Records from a data source
════════════════

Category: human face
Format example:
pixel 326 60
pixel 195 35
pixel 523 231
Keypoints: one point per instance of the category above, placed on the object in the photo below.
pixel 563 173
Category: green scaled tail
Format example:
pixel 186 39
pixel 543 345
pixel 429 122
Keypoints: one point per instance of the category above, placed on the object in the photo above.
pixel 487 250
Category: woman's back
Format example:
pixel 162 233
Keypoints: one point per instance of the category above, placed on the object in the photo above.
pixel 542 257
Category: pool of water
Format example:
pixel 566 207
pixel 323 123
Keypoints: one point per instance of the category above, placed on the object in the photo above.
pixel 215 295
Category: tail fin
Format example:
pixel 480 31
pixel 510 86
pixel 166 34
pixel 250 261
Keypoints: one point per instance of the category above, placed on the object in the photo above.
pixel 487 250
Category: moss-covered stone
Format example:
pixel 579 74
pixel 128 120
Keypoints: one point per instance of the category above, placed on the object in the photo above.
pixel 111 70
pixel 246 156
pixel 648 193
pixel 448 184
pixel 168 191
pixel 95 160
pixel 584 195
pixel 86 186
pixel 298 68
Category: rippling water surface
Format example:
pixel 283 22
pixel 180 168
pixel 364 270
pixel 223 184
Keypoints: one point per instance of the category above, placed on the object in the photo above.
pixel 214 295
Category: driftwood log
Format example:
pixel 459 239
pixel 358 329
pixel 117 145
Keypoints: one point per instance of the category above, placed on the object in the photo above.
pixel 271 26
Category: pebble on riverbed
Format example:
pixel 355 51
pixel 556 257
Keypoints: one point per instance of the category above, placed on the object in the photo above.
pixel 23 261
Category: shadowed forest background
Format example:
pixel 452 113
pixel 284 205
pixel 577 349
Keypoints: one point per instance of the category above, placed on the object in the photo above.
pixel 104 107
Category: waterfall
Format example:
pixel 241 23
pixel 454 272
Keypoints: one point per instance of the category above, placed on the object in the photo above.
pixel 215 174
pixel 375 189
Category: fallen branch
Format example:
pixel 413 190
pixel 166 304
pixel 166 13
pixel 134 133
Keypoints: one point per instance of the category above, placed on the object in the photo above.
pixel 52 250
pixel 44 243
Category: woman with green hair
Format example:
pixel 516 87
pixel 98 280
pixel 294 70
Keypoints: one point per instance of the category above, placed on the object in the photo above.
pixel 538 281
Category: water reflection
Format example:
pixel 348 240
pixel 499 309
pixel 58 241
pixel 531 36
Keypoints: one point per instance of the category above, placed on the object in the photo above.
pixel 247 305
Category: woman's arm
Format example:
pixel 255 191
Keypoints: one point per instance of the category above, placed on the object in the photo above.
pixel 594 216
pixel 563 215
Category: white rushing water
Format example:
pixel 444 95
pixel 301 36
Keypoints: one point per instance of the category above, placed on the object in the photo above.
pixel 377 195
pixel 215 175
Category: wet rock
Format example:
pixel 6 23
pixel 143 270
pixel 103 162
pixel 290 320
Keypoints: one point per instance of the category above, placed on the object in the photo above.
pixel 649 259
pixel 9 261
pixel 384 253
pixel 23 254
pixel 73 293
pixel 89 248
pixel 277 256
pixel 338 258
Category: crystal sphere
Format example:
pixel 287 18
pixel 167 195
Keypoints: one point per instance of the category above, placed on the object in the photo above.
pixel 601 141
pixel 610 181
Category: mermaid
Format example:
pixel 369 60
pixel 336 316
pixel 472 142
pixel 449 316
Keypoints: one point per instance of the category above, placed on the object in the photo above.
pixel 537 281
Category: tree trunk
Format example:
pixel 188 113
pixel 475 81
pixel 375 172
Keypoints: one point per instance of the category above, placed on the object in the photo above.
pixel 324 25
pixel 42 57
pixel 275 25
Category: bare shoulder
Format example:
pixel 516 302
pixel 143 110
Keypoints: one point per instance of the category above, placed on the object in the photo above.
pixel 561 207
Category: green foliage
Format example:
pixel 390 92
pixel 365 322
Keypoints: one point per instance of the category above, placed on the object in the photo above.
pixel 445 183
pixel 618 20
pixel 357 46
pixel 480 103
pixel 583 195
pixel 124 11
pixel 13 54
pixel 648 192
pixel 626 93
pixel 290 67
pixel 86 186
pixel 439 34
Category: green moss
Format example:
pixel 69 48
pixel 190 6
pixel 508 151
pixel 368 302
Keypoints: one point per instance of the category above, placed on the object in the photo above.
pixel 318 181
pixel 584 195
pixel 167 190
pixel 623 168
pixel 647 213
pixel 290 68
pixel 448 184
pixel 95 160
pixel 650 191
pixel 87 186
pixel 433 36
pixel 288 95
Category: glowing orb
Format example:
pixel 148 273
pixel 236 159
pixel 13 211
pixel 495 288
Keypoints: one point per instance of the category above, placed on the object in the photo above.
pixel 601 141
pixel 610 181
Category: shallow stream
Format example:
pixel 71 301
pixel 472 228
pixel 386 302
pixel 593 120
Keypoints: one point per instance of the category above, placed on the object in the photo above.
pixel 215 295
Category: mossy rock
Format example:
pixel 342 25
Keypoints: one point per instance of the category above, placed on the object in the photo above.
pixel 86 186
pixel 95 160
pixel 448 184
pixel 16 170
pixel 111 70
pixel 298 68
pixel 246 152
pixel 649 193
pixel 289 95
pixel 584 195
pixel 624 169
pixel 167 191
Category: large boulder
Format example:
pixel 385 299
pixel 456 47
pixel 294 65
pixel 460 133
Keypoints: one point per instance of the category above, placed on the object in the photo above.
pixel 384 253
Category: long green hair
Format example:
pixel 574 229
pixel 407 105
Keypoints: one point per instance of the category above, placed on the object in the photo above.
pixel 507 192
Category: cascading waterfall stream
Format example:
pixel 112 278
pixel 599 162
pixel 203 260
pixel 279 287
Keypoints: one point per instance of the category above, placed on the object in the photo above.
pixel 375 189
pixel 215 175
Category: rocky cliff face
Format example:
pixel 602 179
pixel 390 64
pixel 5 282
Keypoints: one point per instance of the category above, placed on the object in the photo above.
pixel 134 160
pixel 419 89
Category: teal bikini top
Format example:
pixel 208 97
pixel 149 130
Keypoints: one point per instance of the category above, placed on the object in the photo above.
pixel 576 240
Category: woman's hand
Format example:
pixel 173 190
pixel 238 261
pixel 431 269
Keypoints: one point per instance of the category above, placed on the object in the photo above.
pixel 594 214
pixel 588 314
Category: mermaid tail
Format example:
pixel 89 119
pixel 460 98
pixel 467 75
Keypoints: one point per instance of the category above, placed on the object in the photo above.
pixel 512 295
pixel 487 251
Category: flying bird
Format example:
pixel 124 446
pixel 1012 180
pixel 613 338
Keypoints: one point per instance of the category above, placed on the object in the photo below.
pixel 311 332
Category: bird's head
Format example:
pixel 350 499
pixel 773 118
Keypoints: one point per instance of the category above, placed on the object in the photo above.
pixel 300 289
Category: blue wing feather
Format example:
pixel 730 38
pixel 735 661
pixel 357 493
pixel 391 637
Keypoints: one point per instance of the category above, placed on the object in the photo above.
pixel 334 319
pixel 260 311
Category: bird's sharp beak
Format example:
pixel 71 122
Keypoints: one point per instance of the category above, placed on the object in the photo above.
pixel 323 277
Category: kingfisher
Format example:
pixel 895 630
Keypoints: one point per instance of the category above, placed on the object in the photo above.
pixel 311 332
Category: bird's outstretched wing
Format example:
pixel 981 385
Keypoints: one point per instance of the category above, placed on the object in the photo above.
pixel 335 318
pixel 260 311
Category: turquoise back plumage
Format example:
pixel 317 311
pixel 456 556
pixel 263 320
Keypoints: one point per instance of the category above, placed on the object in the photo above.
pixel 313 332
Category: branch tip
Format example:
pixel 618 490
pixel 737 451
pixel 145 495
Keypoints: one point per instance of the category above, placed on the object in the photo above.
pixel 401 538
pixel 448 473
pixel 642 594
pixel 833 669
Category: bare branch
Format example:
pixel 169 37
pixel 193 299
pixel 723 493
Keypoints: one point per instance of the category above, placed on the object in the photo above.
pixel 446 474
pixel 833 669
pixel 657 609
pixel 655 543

════════════════

» **TASK BRIEF**
Across all the records, find the lines containing the word "tail" and reproduce each one.

» **ANSWER BOX**
Category: green scaled tail
Category: tail fin
Category: mermaid tail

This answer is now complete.